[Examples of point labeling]
# # # # # # #

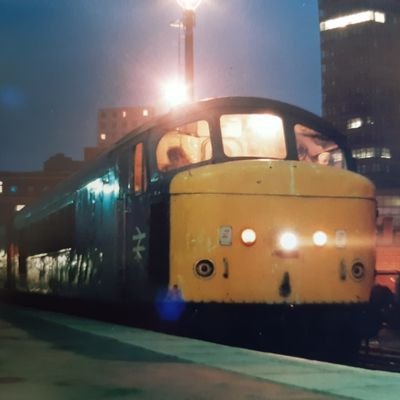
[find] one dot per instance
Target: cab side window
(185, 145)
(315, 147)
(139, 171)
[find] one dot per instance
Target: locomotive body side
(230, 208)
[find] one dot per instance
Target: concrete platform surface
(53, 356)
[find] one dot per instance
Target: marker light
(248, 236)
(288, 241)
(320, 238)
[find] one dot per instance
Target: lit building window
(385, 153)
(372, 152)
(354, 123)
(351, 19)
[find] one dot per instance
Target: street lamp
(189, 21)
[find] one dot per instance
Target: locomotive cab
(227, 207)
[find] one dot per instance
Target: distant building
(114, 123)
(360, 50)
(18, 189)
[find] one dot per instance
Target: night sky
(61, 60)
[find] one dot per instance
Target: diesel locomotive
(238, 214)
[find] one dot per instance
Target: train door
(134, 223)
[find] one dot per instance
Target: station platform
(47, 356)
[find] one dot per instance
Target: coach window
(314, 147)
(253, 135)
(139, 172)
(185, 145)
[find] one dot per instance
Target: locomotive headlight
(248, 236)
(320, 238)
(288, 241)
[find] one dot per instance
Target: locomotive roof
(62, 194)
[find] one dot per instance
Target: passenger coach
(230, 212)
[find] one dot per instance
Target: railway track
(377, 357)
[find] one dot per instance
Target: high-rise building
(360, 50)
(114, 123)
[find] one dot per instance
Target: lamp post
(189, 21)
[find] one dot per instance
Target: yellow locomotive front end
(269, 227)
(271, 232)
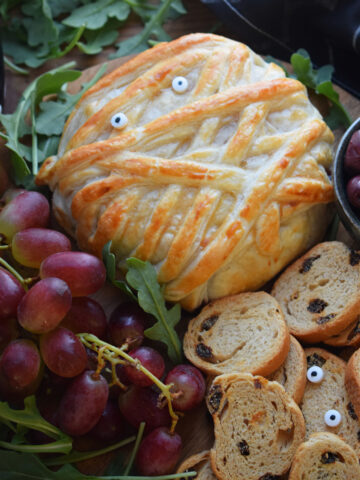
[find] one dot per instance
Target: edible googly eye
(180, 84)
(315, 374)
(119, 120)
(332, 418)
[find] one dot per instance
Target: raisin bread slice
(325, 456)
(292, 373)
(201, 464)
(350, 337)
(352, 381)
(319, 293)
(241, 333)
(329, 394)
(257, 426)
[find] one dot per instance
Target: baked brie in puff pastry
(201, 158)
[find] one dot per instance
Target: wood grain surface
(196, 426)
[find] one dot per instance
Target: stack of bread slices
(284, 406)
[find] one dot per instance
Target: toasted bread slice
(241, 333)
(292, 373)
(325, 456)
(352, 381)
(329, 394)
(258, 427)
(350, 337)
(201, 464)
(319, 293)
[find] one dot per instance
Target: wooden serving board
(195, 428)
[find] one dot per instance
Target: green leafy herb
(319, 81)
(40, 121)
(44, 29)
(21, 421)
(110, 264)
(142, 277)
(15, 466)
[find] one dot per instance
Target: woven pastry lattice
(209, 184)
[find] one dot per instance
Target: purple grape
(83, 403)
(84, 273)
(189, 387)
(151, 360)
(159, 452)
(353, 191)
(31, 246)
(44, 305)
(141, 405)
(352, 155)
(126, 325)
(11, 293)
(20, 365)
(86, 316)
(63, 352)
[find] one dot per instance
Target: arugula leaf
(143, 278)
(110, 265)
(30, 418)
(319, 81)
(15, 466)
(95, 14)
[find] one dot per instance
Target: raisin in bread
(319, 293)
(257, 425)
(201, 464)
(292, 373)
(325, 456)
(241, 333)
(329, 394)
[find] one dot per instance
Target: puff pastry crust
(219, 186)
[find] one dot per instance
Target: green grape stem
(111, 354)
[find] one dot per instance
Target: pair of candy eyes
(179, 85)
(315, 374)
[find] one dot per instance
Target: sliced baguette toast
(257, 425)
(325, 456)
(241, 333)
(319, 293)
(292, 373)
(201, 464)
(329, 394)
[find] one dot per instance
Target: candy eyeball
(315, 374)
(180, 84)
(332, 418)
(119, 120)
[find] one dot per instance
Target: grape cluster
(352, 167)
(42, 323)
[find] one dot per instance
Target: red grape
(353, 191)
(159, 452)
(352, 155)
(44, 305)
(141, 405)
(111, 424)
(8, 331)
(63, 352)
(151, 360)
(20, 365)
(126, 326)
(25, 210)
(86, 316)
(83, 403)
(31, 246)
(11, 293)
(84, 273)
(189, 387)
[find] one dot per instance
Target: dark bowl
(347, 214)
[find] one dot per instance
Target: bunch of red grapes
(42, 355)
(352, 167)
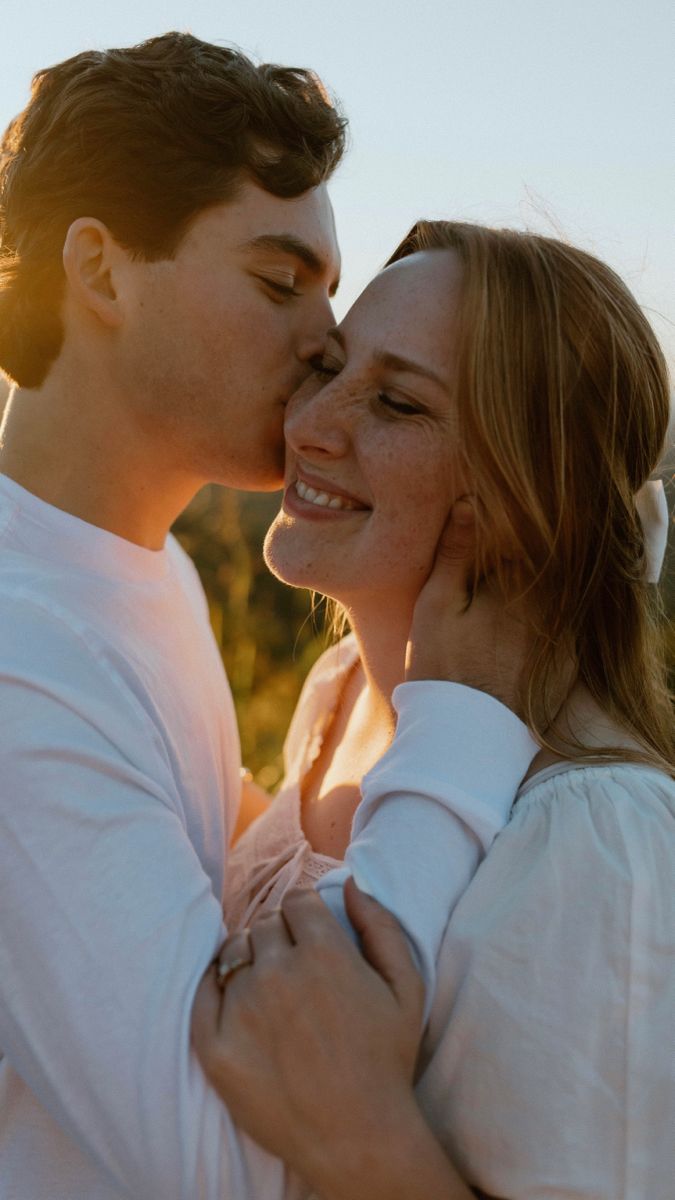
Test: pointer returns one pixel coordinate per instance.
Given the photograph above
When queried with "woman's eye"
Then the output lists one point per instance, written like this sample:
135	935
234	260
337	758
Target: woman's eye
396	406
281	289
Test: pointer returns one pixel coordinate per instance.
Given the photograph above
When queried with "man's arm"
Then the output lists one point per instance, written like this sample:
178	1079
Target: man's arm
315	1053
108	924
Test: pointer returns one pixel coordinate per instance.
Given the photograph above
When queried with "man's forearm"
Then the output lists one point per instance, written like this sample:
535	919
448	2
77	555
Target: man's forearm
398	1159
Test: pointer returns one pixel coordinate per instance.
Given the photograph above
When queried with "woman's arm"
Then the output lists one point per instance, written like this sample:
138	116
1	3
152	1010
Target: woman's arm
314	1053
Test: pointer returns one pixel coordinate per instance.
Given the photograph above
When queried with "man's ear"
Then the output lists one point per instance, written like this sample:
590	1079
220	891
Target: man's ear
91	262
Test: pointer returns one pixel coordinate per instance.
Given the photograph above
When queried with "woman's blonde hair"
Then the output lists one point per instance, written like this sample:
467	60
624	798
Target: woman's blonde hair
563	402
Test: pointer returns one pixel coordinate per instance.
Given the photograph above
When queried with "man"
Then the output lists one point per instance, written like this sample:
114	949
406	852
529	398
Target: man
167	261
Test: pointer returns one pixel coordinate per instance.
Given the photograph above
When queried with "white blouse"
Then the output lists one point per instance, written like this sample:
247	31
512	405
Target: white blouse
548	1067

# # # # # # #

_Problem to work on_.
List every line above that contains the string "locomotive".

_Solved problem_.
Target: locomotive body side
Target: locomotive cab
Target: diesel locomotive
Target: locomotive headlight
Target: locomotive roof
Target: yellow locomotive front end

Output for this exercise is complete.